Short problem -
Your output must consist solely of the lines from the one containing "stone cap on column ->" through the end of the records, reproduced exactly.

━━━━━ Record list

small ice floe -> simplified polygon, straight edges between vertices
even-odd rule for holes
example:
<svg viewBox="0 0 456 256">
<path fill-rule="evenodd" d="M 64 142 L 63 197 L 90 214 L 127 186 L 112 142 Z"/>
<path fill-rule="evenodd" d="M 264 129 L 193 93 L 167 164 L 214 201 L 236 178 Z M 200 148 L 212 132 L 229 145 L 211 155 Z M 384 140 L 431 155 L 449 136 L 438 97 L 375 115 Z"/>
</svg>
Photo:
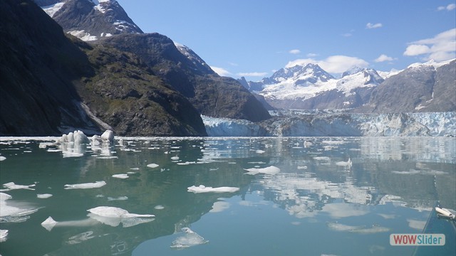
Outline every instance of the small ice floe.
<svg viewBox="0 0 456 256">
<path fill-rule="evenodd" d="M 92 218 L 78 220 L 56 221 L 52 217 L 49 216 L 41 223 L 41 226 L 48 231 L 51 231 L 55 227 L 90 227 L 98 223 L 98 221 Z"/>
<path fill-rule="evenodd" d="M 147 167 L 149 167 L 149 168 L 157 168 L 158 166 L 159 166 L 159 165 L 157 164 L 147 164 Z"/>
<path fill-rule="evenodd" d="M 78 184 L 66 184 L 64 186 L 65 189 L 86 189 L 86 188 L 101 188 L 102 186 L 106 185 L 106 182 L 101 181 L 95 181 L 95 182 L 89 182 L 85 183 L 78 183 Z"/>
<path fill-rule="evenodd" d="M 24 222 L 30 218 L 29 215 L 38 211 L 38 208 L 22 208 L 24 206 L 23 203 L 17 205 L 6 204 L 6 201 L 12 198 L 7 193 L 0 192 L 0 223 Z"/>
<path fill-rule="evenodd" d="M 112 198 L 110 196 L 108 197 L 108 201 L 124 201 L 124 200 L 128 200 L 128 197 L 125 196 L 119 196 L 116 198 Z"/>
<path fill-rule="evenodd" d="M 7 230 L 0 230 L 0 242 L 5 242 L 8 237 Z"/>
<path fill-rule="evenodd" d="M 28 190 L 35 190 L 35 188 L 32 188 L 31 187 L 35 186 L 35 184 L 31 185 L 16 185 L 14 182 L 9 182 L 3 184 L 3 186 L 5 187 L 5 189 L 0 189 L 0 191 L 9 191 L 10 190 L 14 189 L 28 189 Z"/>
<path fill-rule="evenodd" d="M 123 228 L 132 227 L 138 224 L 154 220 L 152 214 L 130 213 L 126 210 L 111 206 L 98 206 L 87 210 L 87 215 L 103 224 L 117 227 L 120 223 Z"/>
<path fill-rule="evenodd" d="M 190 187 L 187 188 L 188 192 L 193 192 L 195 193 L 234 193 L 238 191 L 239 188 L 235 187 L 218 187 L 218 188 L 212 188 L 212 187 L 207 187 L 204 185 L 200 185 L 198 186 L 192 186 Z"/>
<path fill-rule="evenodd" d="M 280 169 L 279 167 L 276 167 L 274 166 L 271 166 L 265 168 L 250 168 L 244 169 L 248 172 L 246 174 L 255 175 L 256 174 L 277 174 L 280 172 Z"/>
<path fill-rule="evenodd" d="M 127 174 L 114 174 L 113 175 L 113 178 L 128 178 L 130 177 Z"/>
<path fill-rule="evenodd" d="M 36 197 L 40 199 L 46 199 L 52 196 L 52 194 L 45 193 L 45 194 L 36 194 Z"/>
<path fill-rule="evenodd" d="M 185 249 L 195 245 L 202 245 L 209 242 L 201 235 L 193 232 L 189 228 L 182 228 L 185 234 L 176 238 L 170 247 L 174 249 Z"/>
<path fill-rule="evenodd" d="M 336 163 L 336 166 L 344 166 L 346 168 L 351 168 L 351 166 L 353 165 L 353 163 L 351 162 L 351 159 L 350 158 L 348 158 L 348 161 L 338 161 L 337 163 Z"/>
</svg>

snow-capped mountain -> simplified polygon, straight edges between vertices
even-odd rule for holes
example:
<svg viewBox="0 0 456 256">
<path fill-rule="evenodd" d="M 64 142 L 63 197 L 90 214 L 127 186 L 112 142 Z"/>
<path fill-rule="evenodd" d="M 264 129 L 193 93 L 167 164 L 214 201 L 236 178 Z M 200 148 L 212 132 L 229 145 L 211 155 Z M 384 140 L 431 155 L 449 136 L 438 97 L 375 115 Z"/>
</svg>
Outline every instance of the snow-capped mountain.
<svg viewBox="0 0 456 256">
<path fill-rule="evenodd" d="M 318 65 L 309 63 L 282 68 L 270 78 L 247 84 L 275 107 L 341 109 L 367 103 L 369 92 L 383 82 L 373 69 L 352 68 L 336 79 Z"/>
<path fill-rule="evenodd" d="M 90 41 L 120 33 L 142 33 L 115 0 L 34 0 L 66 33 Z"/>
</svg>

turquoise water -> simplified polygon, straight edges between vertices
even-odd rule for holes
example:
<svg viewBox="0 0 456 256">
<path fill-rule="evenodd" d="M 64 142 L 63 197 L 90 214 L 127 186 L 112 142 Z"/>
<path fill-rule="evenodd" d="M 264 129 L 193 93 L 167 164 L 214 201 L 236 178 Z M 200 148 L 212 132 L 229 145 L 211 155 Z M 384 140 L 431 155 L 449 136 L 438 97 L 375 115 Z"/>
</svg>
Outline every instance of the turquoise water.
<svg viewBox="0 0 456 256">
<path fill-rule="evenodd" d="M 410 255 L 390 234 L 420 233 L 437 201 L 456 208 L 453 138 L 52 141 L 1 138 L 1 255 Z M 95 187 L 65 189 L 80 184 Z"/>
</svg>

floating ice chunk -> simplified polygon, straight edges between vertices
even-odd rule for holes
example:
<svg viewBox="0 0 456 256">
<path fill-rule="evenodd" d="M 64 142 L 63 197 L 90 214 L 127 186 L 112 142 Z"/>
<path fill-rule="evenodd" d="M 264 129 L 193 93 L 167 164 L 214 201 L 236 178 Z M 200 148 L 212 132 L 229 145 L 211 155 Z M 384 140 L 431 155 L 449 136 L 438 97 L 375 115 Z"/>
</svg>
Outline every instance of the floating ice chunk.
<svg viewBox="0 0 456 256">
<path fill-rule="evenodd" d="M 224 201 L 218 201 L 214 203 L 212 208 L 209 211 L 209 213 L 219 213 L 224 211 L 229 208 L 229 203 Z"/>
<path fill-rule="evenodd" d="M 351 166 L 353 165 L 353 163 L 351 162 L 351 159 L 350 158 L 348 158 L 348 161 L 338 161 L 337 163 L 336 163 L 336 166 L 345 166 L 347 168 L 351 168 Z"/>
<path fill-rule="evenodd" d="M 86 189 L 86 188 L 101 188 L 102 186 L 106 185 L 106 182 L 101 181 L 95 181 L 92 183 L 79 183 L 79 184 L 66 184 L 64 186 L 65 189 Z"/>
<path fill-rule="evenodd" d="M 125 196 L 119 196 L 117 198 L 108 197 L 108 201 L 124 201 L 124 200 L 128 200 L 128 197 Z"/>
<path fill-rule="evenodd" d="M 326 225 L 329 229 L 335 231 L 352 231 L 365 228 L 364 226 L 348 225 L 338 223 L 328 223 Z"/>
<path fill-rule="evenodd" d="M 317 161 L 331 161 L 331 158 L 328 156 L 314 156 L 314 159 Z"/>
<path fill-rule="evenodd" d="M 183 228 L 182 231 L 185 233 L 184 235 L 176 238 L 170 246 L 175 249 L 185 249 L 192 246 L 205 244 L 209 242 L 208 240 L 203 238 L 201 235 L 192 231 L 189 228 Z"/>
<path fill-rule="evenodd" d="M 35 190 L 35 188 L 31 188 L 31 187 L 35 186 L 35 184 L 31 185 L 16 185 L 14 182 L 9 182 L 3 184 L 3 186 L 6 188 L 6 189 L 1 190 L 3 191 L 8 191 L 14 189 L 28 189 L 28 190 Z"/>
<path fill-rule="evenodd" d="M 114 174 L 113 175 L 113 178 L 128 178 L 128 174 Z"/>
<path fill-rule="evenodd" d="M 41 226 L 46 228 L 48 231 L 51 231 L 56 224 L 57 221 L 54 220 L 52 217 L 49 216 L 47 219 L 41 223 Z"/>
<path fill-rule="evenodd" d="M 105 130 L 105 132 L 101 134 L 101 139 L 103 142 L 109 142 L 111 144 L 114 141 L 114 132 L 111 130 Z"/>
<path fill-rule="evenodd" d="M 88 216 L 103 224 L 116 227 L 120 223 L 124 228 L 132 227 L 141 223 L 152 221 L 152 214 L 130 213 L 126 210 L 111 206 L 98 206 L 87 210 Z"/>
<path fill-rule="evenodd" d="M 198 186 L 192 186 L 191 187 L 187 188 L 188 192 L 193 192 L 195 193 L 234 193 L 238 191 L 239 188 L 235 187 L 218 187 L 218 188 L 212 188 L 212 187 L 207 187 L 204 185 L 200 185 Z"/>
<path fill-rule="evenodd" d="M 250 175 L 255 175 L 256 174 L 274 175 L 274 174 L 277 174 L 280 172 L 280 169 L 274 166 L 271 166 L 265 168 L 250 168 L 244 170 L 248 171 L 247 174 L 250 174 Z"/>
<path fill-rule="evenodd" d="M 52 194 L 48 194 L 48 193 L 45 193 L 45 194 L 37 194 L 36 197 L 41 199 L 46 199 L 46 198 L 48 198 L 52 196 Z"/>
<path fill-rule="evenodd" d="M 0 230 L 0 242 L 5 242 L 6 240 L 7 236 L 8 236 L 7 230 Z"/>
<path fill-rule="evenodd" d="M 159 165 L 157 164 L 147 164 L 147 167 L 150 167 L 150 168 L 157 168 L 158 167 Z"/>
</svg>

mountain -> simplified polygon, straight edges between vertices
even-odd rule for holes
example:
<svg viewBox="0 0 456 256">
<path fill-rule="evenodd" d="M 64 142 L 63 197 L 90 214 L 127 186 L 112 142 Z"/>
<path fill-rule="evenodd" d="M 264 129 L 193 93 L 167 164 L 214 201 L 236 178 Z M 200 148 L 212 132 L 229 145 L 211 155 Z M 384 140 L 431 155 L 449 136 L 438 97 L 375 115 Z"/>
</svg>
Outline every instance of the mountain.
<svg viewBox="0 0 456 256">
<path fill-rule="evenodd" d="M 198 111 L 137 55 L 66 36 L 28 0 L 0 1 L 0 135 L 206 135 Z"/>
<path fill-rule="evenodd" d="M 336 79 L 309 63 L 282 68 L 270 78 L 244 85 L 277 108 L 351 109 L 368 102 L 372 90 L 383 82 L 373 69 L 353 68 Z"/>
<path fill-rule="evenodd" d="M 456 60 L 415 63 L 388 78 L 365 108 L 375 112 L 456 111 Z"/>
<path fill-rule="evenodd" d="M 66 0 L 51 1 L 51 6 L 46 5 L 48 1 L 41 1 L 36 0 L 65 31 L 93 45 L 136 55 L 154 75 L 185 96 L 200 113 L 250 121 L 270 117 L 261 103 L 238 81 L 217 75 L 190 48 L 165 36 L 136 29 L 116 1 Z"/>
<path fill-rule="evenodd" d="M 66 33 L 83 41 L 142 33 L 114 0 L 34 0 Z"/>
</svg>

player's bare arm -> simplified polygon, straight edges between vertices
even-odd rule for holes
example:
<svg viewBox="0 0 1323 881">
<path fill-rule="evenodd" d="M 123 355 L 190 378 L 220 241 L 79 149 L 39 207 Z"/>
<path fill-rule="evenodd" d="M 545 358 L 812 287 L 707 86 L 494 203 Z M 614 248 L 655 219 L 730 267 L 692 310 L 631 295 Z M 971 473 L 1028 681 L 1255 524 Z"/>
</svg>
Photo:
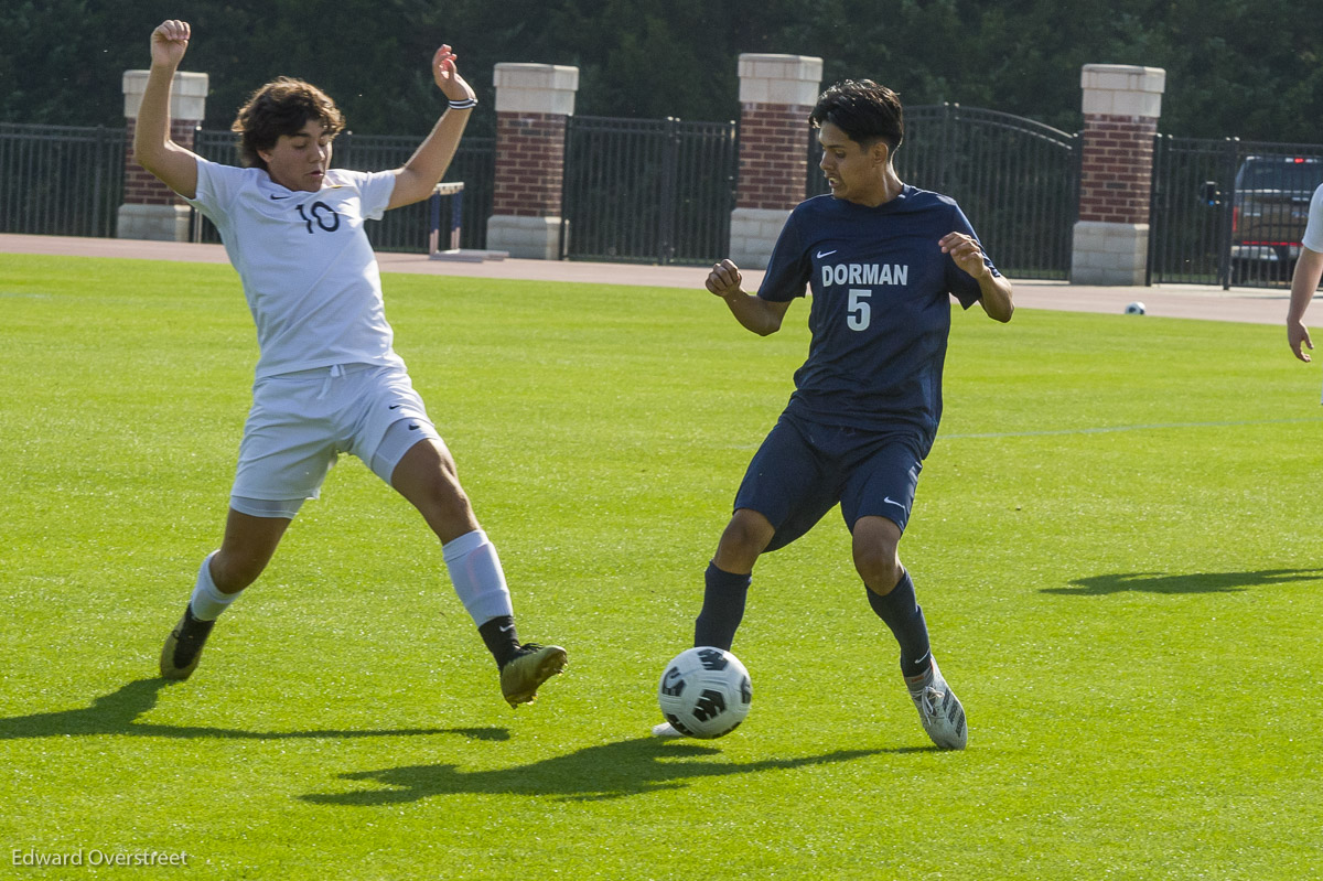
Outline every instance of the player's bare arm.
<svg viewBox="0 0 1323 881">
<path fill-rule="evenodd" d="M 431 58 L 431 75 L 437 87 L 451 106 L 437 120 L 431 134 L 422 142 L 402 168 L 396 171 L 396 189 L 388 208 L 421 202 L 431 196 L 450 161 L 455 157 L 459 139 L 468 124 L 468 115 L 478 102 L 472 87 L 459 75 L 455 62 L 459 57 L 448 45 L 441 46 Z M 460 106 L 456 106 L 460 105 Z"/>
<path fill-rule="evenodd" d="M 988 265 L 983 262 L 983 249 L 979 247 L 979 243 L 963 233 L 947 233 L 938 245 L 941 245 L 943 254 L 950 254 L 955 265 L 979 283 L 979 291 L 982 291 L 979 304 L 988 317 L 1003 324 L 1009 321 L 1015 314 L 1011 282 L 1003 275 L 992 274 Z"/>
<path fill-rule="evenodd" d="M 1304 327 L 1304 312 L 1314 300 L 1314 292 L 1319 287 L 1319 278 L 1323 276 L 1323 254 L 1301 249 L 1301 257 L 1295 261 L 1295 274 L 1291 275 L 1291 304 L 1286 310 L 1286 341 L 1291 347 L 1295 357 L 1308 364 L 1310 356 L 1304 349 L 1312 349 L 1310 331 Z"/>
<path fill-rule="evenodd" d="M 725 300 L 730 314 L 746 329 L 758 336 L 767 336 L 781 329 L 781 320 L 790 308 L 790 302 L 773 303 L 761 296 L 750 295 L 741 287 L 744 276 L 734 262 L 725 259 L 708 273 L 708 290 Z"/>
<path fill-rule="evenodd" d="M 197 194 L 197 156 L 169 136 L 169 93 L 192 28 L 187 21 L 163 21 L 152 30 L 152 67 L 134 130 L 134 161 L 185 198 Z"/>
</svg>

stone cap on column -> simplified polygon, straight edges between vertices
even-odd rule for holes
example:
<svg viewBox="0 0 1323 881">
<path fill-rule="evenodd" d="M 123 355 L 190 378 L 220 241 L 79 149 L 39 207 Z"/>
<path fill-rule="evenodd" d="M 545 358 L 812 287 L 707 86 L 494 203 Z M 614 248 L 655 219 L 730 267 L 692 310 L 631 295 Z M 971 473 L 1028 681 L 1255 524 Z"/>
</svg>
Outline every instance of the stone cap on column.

━━━━━━━━━━

Task response -
stone cap on column -> simplified polygon, straight edges between vertices
even-odd rule for holes
example:
<svg viewBox="0 0 1323 881">
<path fill-rule="evenodd" d="M 123 355 L 190 378 L 220 241 L 79 149 L 39 207 Z"/>
<path fill-rule="evenodd" d="M 545 358 L 812 287 L 707 86 L 494 203 Z M 614 248 L 655 219 L 730 267 L 692 310 L 631 295 Z M 971 473 L 1028 681 L 1255 524 Z"/>
</svg>
Outline every instance of the stone cap on column.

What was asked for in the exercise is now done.